• _TASK BRIEF_
Rewrite every line of the listing below as a Markdown table with two columns, Row and Line, numbering the rows and skipping blank lines. Leave the pictures out.

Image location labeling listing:
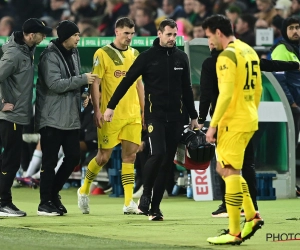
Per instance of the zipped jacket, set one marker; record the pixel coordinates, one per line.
(58, 92)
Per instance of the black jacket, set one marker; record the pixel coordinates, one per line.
(166, 77)
(209, 90)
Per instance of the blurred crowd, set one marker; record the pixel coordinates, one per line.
(97, 17)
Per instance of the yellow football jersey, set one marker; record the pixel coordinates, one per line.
(111, 65)
(240, 87)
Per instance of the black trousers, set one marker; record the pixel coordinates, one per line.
(11, 139)
(248, 172)
(51, 140)
(163, 138)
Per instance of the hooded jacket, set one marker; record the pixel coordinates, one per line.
(58, 91)
(16, 80)
(287, 50)
(166, 76)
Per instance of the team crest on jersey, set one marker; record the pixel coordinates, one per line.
(96, 61)
(150, 128)
(105, 139)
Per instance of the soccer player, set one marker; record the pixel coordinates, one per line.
(111, 64)
(166, 75)
(236, 115)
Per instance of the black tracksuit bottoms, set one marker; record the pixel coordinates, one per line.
(10, 158)
(248, 172)
(51, 140)
(163, 139)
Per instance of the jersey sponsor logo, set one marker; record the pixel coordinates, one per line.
(119, 73)
(150, 128)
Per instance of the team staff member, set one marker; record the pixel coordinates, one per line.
(57, 114)
(208, 98)
(16, 84)
(111, 64)
(236, 115)
(166, 76)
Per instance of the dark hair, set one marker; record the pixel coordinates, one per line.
(249, 19)
(291, 20)
(220, 22)
(167, 22)
(124, 22)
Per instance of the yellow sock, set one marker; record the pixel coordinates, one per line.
(127, 181)
(247, 202)
(92, 171)
(234, 201)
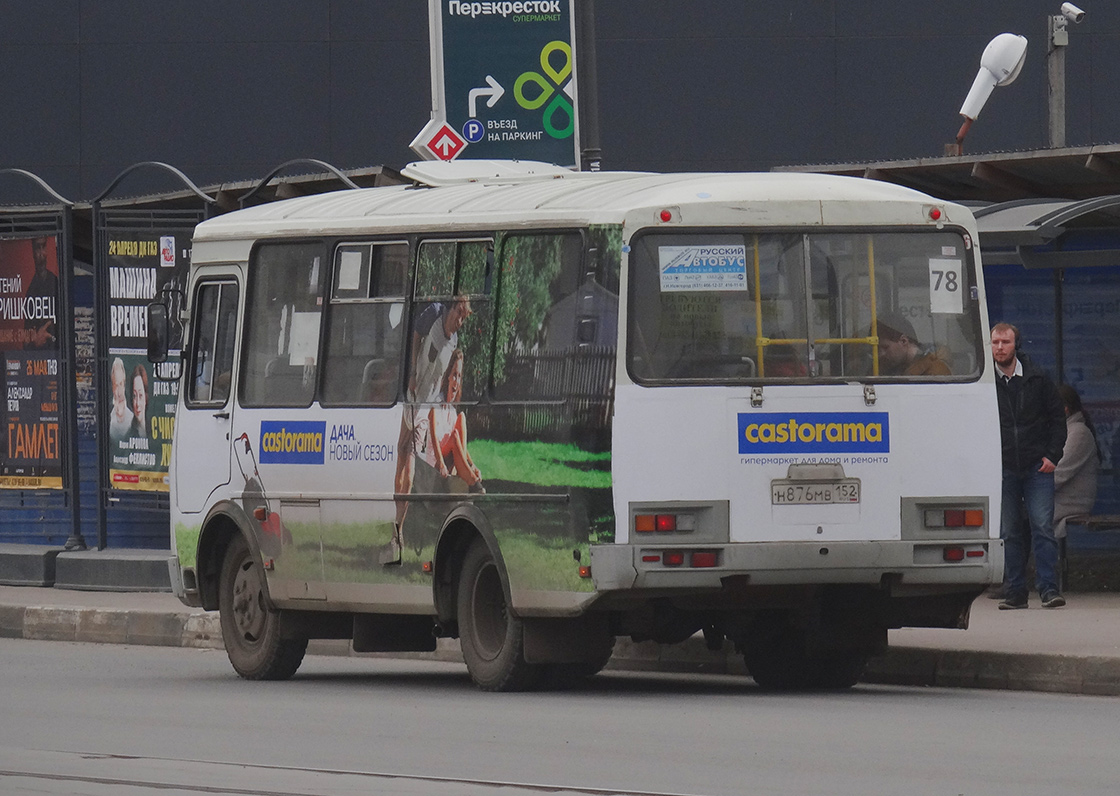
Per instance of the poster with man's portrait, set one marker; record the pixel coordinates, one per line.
(143, 268)
(29, 300)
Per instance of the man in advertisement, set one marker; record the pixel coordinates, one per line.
(42, 299)
(29, 342)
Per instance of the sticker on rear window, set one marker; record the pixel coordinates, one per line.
(702, 268)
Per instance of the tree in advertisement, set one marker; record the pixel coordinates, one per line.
(143, 268)
(29, 345)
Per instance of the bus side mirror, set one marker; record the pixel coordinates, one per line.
(158, 333)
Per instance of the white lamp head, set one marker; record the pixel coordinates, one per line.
(999, 65)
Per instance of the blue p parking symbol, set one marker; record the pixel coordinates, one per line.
(474, 131)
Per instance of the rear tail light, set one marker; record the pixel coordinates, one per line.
(664, 523)
(693, 559)
(707, 558)
(953, 517)
(954, 554)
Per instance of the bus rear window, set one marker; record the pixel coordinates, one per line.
(735, 308)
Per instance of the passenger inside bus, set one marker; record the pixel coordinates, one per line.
(902, 355)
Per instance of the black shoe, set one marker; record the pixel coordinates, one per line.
(1053, 599)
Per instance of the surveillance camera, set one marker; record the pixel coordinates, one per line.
(1072, 12)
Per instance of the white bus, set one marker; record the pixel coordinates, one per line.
(539, 410)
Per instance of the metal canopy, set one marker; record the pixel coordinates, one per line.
(1048, 233)
(1073, 172)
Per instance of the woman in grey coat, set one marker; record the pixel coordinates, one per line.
(1075, 477)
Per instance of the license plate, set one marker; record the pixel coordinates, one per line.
(813, 493)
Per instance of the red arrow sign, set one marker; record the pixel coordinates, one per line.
(446, 143)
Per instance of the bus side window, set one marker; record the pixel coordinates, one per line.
(453, 310)
(362, 359)
(282, 325)
(549, 311)
(215, 326)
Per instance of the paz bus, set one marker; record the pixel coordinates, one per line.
(538, 410)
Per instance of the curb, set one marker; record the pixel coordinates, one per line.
(110, 626)
(953, 668)
(958, 668)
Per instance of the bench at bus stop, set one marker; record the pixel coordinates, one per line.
(1090, 522)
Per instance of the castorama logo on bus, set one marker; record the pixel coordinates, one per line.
(292, 441)
(814, 432)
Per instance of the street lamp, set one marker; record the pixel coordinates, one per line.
(999, 65)
(1057, 39)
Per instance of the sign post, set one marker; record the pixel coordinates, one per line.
(503, 82)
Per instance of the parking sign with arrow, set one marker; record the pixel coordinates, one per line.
(503, 76)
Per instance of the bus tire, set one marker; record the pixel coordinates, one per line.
(491, 637)
(250, 627)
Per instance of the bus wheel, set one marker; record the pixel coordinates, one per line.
(251, 629)
(490, 635)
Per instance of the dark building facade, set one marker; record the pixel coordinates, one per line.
(226, 91)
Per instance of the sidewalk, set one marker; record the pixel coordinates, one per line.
(1072, 649)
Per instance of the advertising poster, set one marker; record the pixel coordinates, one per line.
(29, 346)
(143, 267)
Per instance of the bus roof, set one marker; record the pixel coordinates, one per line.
(493, 198)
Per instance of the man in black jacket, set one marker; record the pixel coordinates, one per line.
(1032, 424)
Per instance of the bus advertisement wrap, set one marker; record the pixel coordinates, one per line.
(143, 268)
(814, 432)
(29, 344)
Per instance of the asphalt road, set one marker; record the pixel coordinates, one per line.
(113, 719)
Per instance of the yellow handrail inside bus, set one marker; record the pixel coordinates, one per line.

• _FULL ANSWER_
| Row | Line |
|---|---|
| 1 | Per instance of the zipped jacket, set one marker; record the pixel coordinates, one per line. |
| 2 | (58, 92) |
| 3 | Per instance of the black jacket, set one marker; record the pixel coordinates, one per line. |
| 4 | (166, 77) |
| 5 | (209, 90) |
| 6 | Per instance of the blurred crowd, set one marker; record the pixel coordinates, one per line. |
| 7 | (97, 17) |
| 8 | Per instance of the yellow football jersey, set one marker; record the pixel coordinates, one per line. |
| 9 | (111, 65) |
| 10 | (240, 87) |
| 11 | Per instance of the black trousers, set one marker; record the pixel coordinates, one per line. |
| 12 | (11, 139) |
| 13 | (248, 172) |
| 14 | (51, 140) |
| 15 | (163, 138) |
| 16 | Per instance of the hooded jacket, set one marker; record the pixel coordinates, one per line. |
| 17 | (58, 91) |
| 18 | (16, 80) |
| 19 | (287, 50) |
| 20 | (166, 76) |
| 21 | Per instance of the team crest on jersey, set one marker; record the pixel coordinates, one per line. |
| 22 | (96, 61) |
| 23 | (150, 128) |
| 24 | (105, 139) |
| 25 | Per instance of the soccer player, set one marker; record the pixel coordinates, one per line. |
| 26 | (111, 64) |
| 27 | (166, 75) |
| 28 | (236, 115) |
| 29 | Per instance of the black tracksuit bottoms, set one marker; record the pixel coordinates, one per line. |
| 30 | (10, 158) |
| 31 | (248, 172) |
| 32 | (51, 140) |
| 33 | (163, 139) |
| 34 | Per instance of the jersey sponsor logo, set one marker; record the pixel coordinates, one per line. |
| 35 | (119, 73) |
| 36 | (150, 128) |
| 37 | Per instance of the team staff member, set one marker; record the pixel coordinates, one per line. |
| 38 | (57, 114) |
| 39 | (208, 98) |
| 40 | (16, 84) |
| 41 | (111, 64) |
| 42 | (236, 115) |
| 43 | (166, 76) |
| 44 | Per instance of the dark hair, set one marker; record the pixel coordinates, one per line. |
| 45 | (249, 19) |
| 46 | (291, 20) |
| 47 | (220, 22) |
| 48 | (167, 22) |
| 49 | (124, 22) |
| 50 | Per instance of the yellow sock, set one marker; record the pixel coordinates, one per line. |
| 51 | (127, 181) |
| 52 | (247, 202) |
| 53 | (92, 171) |
| 54 | (234, 201) |
| 55 | Per instance of the poster with man's portrait, set one marker; record the pixel coordinates, one per line. |
| 56 | (143, 268) |
| 57 | (29, 300) |
| 58 | Per instance of the man in advertisement, set one marker; record the pixel coordinates, one per line. |
| 59 | (42, 299) |
| 60 | (29, 342) |
| 61 | Per instance of the sticker on rear window, set one marker; record the pixel coordinates, one per line. |
| 62 | (702, 268) |
| 63 | Per instance of the tree in advertisement, set one marker; record the pixel coordinates, one per line. |
| 64 | (143, 268) |
| 65 | (29, 345) |
| 66 | Per instance of the bus side mirror, set one marker; record the pixel coordinates, one per line. |
| 67 | (158, 333) |
| 68 | Per instance of the white lamp head, set one marker; record the pixel coordinates, one per line. |
| 69 | (999, 65) |
| 70 | Per instance of the blue p parking symbol, set one marker; record the pixel coordinates, one per line. |
| 71 | (474, 131) |
| 72 | Per instance of the rear tail light, set one marker; record the pixel coordinates, one per line. |
| 73 | (664, 523) |
| 74 | (693, 559) |
| 75 | (707, 558) |
| 76 | (953, 517) |
| 77 | (954, 554) |
| 78 | Per instance of the bus rear window, set one marker; record the pixel coordinates, one per line. |
| 79 | (735, 308) |
| 80 | Per instance of the passenger inside bus, set one marker; record the pixel coordinates, one per line. |
| 81 | (902, 355) |
| 82 | Per instance of the black shoe, set one marker; record the pixel coordinates, one per line. |
| 83 | (1053, 599) |
| 84 | Per instance of the surveillance camera, set one marker; record the pixel coordinates, one per line. |
| 85 | (1072, 12) |
| 86 | Per instance of the white bus, set one marker; record the pixel coordinates, one per line. |
| 87 | (539, 410) |
| 88 | Per instance of the metal canopy, set one marker; record the pixel coordinates, one per line. |
| 89 | (1048, 233) |
| 90 | (1073, 172) |
| 91 | Per instance of the woman in grey coat, set one marker; record the pixel coordinates, one per line. |
| 92 | (1075, 477) |
| 93 | Per instance of the license plate, set one marker; record the pixel coordinates, one per line. |
| 94 | (813, 493) |
| 95 | Per instance of the red arrow sign, set one marker; record the pixel coordinates, one per line. |
| 96 | (446, 143) |
| 97 | Per instance of the bus side window, set one marker; record the pixel coordinates, one per line. |
| 98 | (453, 310) |
| 99 | (362, 359) |
| 100 | (282, 325) |
| 101 | (549, 311) |
| 102 | (215, 326) |
| 103 | Per instance of the paz bus, set one marker; record the pixel coordinates, one per line. |
| 104 | (538, 410) |
| 105 | Per instance of the curb, set one marker; record the pixel coordinates, one per line. |
| 106 | (110, 626) |
| 107 | (953, 668) |
| 108 | (958, 668) |
| 109 | Per instance of the bench at bus stop, set one marker; record the pixel coordinates, one per line. |
| 110 | (1090, 522) |
| 111 | Per instance of the castorama logo on bus, set one marker; record the pixel coordinates, one per line. |
| 112 | (292, 441) |
| 113 | (814, 432) |
| 114 | Per instance of the street lamp, set one marker; record the pixel coordinates, one per line. |
| 115 | (999, 65) |
| 116 | (1057, 39) |
| 117 | Per instance of the sign post, set one marker; record the pixel coordinates, one per line. |
| 118 | (503, 82) |
| 119 | Per instance of the parking sign with arrow, set one marker; record the pixel coordinates, one per line. |
| 120 | (503, 76) |
| 121 | Per instance of the bus tire, set one marker; record the pixel coordinates, one per line. |
| 122 | (491, 637) |
| 123 | (250, 627) |
| 124 | Per instance of the bus wheel, set one marker; record the pixel coordinates, one per line. |
| 125 | (251, 629) |
| 126 | (490, 635) |
| 127 | Per instance of the dark building facade, set one marker; record the pixel coordinates, one per line. |
| 128 | (226, 91) |
| 129 | Per instance of the sidewalk, set one marker; record the pixel coordinates, one per line. |
| 130 | (1072, 649) |
| 131 | Per instance of the advertising poster, set one marker; record the pixel coordinates, one per line. |
| 132 | (29, 346) |
| 133 | (143, 267) |
| 134 | Per instance of the bus roof, set one marker; record the pixel coordinates, one per line. |
| 135 | (493, 198) |
| 136 | Per instance of the man in black jacket, set one marker; record the pixel coordinates, one per line. |
| 137 | (1032, 424) |
| 138 | Per instance of the bus advertisement wrap, set one marker; record the pixel coordinates, one per line. |
| 139 | (143, 268) |
| 140 | (814, 432) |
| 141 | (29, 344) |
| 142 | Per instance of the asphalt road, set one marker; record the pixel coordinates, one per line. |
| 143 | (113, 719) |
| 144 | Per instance of the yellow handrail inside bus, set one marker; record the pixel coordinates, one per line. |